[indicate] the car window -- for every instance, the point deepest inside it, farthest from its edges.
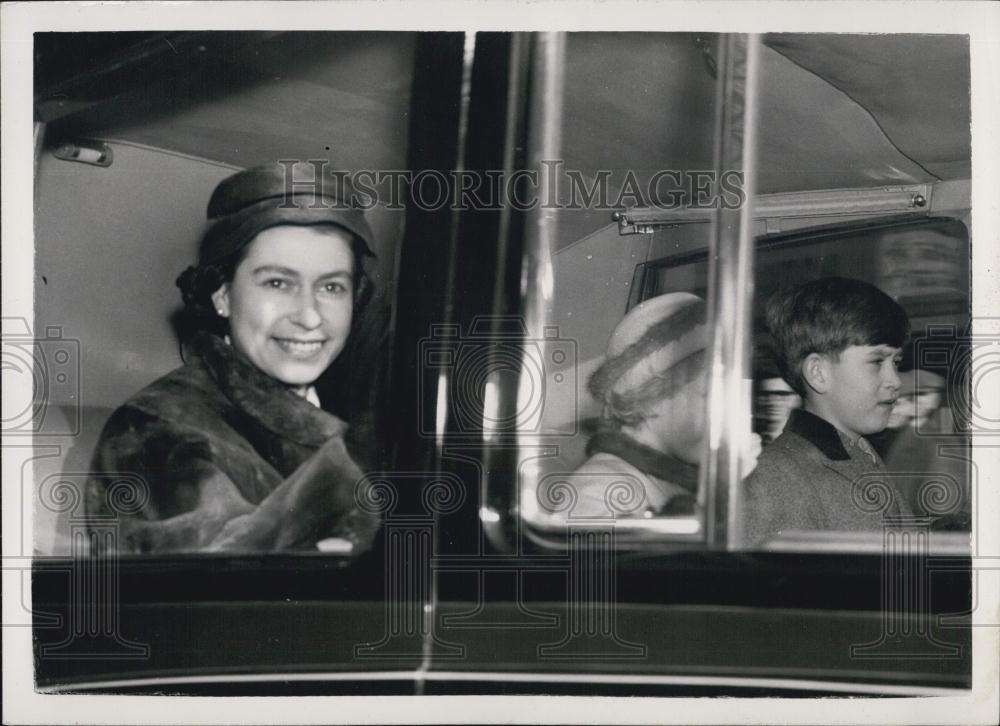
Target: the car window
(595, 282)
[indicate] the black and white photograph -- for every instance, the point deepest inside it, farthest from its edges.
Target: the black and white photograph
(429, 362)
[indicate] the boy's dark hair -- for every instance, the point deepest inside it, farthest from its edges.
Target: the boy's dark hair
(826, 316)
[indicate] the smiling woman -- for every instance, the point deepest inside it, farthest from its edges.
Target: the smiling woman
(232, 451)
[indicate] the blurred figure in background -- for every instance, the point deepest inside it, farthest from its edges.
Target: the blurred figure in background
(920, 445)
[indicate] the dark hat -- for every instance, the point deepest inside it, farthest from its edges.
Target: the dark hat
(250, 201)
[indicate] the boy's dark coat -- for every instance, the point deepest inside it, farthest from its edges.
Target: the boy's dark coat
(216, 455)
(806, 480)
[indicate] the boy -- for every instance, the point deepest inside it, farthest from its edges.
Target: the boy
(838, 343)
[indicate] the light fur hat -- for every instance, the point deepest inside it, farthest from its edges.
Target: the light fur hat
(652, 339)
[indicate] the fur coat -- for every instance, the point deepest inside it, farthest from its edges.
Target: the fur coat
(220, 456)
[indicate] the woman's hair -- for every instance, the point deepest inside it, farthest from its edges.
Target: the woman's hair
(198, 283)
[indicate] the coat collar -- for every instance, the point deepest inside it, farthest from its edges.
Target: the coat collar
(818, 432)
(267, 401)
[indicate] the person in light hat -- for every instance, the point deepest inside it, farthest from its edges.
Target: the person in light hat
(232, 451)
(643, 460)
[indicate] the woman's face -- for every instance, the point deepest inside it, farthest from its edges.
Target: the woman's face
(290, 302)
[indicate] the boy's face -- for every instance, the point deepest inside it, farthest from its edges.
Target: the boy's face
(862, 385)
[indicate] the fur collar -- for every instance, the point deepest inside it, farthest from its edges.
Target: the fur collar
(645, 458)
(268, 402)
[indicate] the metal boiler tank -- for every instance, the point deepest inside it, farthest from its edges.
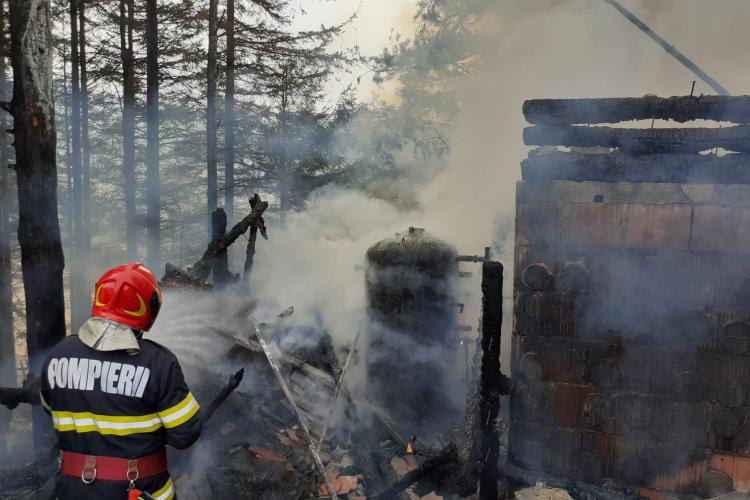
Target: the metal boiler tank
(410, 284)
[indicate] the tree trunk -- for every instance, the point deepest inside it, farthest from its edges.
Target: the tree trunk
(680, 109)
(211, 107)
(84, 254)
(76, 276)
(7, 340)
(42, 258)
(642, 141)
(153, 188)
(229, 118)
(68, 169)
(128, 125)
(284, 170)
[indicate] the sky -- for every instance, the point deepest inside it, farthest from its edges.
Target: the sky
(371, 29)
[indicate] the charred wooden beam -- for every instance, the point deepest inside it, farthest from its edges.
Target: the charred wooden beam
(490, 379)
(448, 456)
(258, 227)
(202, 268)
(615, 167)
(613, 110)
(223, 394)
(11, 397)
(254, 346)
(222, 276)
(200, 271)
(642, 141)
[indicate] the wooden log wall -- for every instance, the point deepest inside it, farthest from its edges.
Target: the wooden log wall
(631, 342)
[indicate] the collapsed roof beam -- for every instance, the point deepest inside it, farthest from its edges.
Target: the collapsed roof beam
(669, 48)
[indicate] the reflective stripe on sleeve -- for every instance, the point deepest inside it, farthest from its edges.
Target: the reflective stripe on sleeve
(166, 492)
(81, 422)
(179, 413)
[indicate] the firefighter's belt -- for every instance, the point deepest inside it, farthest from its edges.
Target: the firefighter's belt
(89, 467)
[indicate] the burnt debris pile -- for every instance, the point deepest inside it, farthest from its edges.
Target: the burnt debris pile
(631, 344)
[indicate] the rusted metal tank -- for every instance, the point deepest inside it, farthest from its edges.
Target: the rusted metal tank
(410, 281)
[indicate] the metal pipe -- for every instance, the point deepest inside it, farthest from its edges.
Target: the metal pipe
(669, 48)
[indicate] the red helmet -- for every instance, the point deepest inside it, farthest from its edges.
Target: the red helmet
(128, 294)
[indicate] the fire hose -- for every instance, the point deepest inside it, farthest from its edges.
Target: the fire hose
(285, 388)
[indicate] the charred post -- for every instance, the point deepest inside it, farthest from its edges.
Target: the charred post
(33, 111)
(491, 380)
(222, 276)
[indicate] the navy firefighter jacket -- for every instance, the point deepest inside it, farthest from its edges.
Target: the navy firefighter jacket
(117, 404)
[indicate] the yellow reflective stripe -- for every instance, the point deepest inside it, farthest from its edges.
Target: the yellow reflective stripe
(166, 492)
(65, 421)
(179, 413)
(44, 403)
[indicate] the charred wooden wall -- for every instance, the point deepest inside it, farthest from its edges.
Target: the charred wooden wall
(631, 345)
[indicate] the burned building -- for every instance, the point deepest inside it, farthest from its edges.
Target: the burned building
(631, 337)
(410, 282)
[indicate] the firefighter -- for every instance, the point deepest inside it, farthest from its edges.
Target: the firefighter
(116, 399)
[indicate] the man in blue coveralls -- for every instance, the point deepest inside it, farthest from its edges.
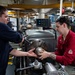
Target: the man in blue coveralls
(6, 35)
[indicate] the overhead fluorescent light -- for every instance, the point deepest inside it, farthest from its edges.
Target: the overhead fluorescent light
(36, 0)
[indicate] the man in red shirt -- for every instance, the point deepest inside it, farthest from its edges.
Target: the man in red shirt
(65, 53)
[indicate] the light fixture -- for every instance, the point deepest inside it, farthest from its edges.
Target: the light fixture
(36, 0)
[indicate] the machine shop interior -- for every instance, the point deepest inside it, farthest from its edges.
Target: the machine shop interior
(35, 21)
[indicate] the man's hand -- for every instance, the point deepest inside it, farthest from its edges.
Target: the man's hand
(44, 55)
(31, 53)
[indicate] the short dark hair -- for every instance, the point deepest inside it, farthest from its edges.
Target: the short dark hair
(63, 19)
(2, 10)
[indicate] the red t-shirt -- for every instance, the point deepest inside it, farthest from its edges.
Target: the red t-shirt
(66, 49)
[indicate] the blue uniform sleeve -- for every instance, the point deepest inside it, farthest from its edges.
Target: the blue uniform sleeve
(7, 34)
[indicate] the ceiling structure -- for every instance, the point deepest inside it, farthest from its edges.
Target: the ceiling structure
(35, 5)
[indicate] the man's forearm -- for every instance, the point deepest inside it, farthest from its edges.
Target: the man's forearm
(52, 55)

• Required work
Write out the data precisely as given, excluding the pictures.

• Correct output
[indicate] the car window -- for every instance, the point deepest inside it, farthest from its edges.
Target: the car window
(595, 282)
[indicate] the black and white photograph -- for every instance, the point deepest inside it, farthest from its edges.
Target: the black and white photograph
(429, 362)
[indicate] the boy's dark hair -- for every instance, the point deepest inside it, farthest from its edges.
Target: the boy's dark hair
(826, 316)
[indicate] the smiling woman -- for every instance, the point deepest inside it, farthest from its edges.
Target: the smiling woman
(232, 451)
[indicate] the blurred figure in background -- for every instance, the point deepest inside it, farthest from its edges.
Target: the blurred figure in background
(920, 445)
[indicate] the dark hat -- for every instance, the point deepest inside it, farthest from its edges.
Target: the dark hat
(250, 201)
[indicate] the boy's dark coat -- for every instance, the point deepest inside it, farthest from its edges.
Target: the boy's dark coat
(216, 455)
(806, 480)
[indicate] the boy -- for every instance, the point deepest inside it, farthest from its edges.
Target: the boy
(838, 343)
[indicate] the light fur hat -- for every instance, the point deepest inside it, farthest from its edges.
Target: the light fur hat
(652, 339)
[indicate] the fur coat -- for every instance, the point deepest inside it, farthest from its edges.
Target: the fur coat
(220, 456)
[indicate] the woman's hair -- for every instance, the point deepest inside it, farthest from its edges.
Target: the woman's hair
(198, 283)
[indicate] the coat collar -- for every instance, the point deepest inside it, farthest from its edges.
Target: the coat collar
(818, 432)
(267, 401)
[indicate] the person in light hat -- for every instance, the point deepest inside it, farthest from its edges.
Target: the person in light hat
(232, 451)
(643, 460)
[indicate] the woman's face -- for every instance, the point deepest inside it, farthest from its edges.
Target: the woman's face
(290, 302)
[indicate] the boy's face -- for every instance, the point deepest inside it, farthest from its edges.
Target: the boy's face
(862, 385)
[indicate] the fur collar -- for every instance, the point deepest inside it, farthest from its edges.
Target: the fur collar
(645, 458)
(268, 402)
[indicate] the metal boiler tank -- for every instance, the point deepest inside it, farthest from its edges.
Target: the metal boiler tank
(410, 284)
[indicate] the tree trunk -- for every instance, the point deepest inside it, farthest from its edges.
Target: the tree trunk
(680, 109)
(211, 107)
(84, 254)
(76, 276)
(7, 340)
(42, 258)
(642, 141)
(153, 188)
(229, 118)
(68, 169)
(128, 125)
(284, 170)
[indicate] the sky -- for every instance, the point deepest inside it, farthest from its edges.
Target: the sky
(371, 29)
[indicate] the charred wooden beam -- for every instance, the point deepest inside it, farthest from its edges.
Target: the charred wooden beam
(490, 379)
(448, 456)
(258, 227)
(202, 268)
(615, 167)
(613, 110)
(223, 394)
(11, 397)
(254, 346)
(222, 276)
(200, 271)
(642, 141)
[indicate] the wooden log wall -- for every instance, the point deepest inside it, farthest from its edges.
Target: the wooden log wall
(631, 342)
[indicate] the collapsed roof beam -- for every instance, the point deepest inside it, farthest from its edges.
Target: the collapsed roof beam
(669, 48)
[indicate] the reflective stripe on sleeve -- for every instance, the point deepest inside it, farthest from its edges.
Target: the reflective stripe on sleeve
(166, 492)
(81, 422)
(179, 413)
[indicate] the firefighter's belt -- for every instance, the point deepest inside it, farthest from its edges.
Target: the firefighter's belt
(89, 467)
[indicate] the burnt debris pile -- for every instance, the point deepest inside it, farthest from its edges.
Target: the burnt debris pile
(631, 344)
[indicate] the rusted metal tank -- for every instance, the point deepest inside it, farthest from its edges.
Target: the rusted metal tank
(410, 281)
[indicate] the metal pipe -- for every instance, the point deepest inside it, farthest from its edges.
Target: the metal pipe
(669, 48)
[indicate] the red helmet -- for every instance, the point deepest inside it, farthest from its edges.
Target: the red helmet
(128, 294)
[indicate] the fire hose -- for every instance, the point deepest inside it, farthest from its edges.
Target: the fire hose
(285, 388)
[indicate] the charred post -- for every instance, the point deepest inside it, farthest from its edges.
Target: the charred post
(33, 111)
(491, 380)
(222, 276)
[indicate] the navy firefighter jacket -- for every instance, the point deepest inside it, farthest from its edges.
Target: the navy firefighter jacket
(117, 404)
[indicate] the yellow reflective stripe -- for every instance, the point deepest inside it, farthest from its edges.
Target: the yellow reflective stripe
(166, 492)
(65, 421)
(179, 413)
(44, 403)
[indicate] the charred wooden wall -- for every instance, the point deepest inside it, farthest from its edges.
Target: the charred wooden wall
(631, 345)
[indicate] the burned building -- for every instance, the point deepest inside it, farthest from its edges.
Target: the burned building
(631, 337)
(410, 282)
[indicate] the firefighter -- for every instance, the point deepest inside it, farthest from its edges.
Target: the firefighter
(116, 399)
[indicate] the man in blue coveralls -- for every instance, the point deepest inside it, farthest from its edges.
Target: the man in blue coveralls
(6, 35)
[indicate] the overhead fluorescent light -- for every instance, the point deepest inside it, farthest from its edges.
Target: the overhead fluorescent light
(36, 0)
[indicate] the man in red shirt -- for every instance, the point deepest inside it, farthest from its edges.
Target: the man in red shirt
(65, 53)
[indicate] the light fixture -- for every instance, the point deepest inside it, farthest from its edges.
Target: the light fixture
(36, 0)
[indicate] the machine shop interior -- for every instance, the point deepest inside it, farthest from its edges.
Target: the machine shop interior
(35, 21)
[indicate] the man's hand -- for every instance, the point deepest inside it, farthest from its edges.
Target: the man's hand
(44, 55)
(31, 53)
[indicate] the short dark hair -- for every instance, the point deepest inside it, farthest from its edges.
Target: the short dark hair
(63, 19)
(2, 10)
[indicate] the red t-shirt -- for every instance, the point deepest inside it, farthest from its edges.
Target: the red t-shirt
(66, 49)
[indicate] the blue uniform sleeve -- for every instance, the point deepest inside it, farthest from its edges.
Target: the blue uniform sleeve
(7, 34)
[indicate] the ceiling structure -- for every instance, the point deepest inside it, farthest from its edges.
Target: the ceiling structure
(35, 5)
[indicate] the man's forearm -- for every instance, the point deepest inside it, farthest from its edges.
Target: the man's forearm
(52, 55)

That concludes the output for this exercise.